(ASSIGNED TASK)
Reproduce the passage of the book review below from "The author provides" up to and including "view of narcissism.", keeping every word and punctuation mark unchanged.

(QUOTED PASSAGE)
++++
Most attributed to the philosopher Immanuel Kant are rules for happiness: something to do; someone to love; and something to hope for.
It's helpful to keep these rules nearby when wading into Peter Pomerantsev's Adventures in the War Against Reality, which is the subtitle of his book This Is NOT Propaganda. The front cover to my copy of the book projects optimism, with its rainbow, unicorn, and some praise in words listed from reviews. Best be prepared though that, intriguing and lively as the narration is, this well-written scrutiny of 21st century agents of "doublespeak" probably won't cheer you up–it details the activities of people whom George Orwell had warned us to expect, back in 1949.
The author provides an update that such "doublespeak" agents are now very real, and very many--to an extent that most of our nearest friends, family, and neighbors might prefer not to know. And these characters, whose stories he tells, seem committed to "do something" day-and-night to make the world a lesser place. They are preoccupied with Kant's first rule. If they'd ever heard of his other rules, their concern would be solely from the point of view of narcissism.
Too much like the fictional folks of a South-East Asian bot farm that was featured in the television series, The Bureau, the real people in this book mostly display immorality of the amoral. The book starts with a well-written narrative of some earlier times [spoiler detail averted], as context for the even more disturbing recent past and the present. Both the early narrative and the outlines of more recent times are chilling insight into the post-fact world that propagandists continue to create, which they'd like us all to live in.
++++
(INPUT DATA)

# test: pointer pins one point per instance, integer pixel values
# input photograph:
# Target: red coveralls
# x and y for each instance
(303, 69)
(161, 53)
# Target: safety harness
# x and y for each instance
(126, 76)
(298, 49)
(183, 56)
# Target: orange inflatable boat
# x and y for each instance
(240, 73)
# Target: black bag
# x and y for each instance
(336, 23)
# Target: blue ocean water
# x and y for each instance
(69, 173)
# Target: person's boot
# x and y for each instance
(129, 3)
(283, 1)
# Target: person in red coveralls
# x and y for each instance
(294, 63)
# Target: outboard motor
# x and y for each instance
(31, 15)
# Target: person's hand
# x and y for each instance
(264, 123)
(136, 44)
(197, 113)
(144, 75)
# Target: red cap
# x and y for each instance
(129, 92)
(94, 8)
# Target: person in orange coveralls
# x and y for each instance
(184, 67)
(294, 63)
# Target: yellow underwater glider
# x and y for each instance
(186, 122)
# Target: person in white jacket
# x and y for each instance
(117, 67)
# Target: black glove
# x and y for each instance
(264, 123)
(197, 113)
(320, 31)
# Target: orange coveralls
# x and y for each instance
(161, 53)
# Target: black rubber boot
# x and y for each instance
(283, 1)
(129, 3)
++++
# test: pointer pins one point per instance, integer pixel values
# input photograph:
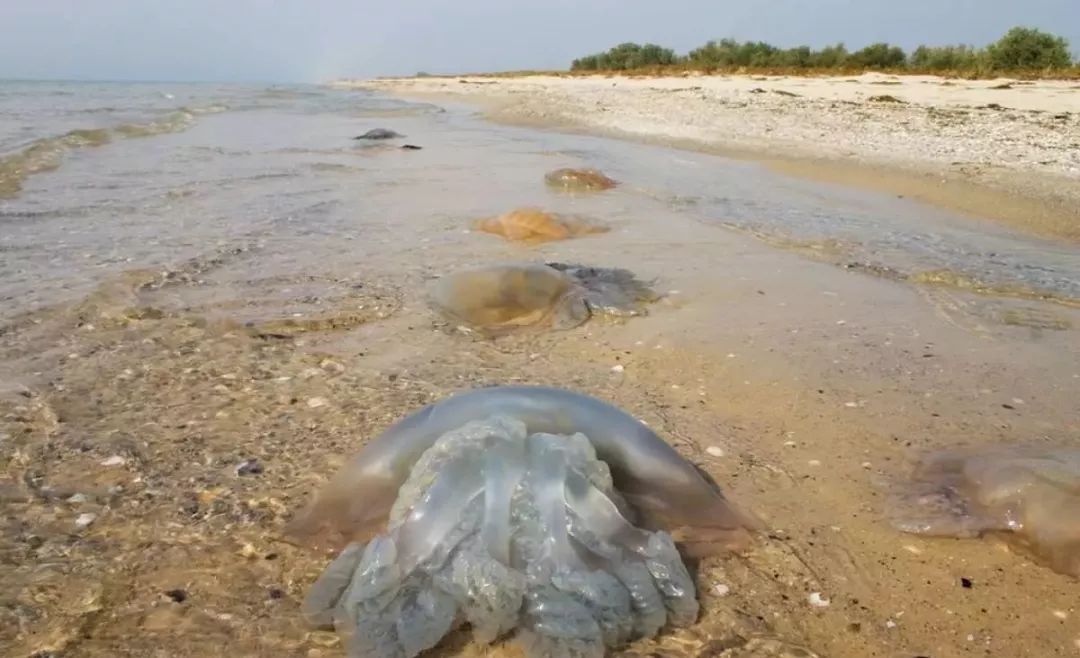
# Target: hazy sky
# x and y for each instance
++++
(SOLUTION FOR THIS PROBLEM)
The author provides an update that such "doublespeak" agents are now very real, and very many--to an extent that most of our nearest friends, family, and neighbors might prefer not to know. And these characters, whose stories he tells, seem committed to "do something" day-and-night to make the world a lesser place. They are preoccupied with Kant's first rule. If they'd ever heard of his other rules, their concern would be solely from the point of view of narcissism.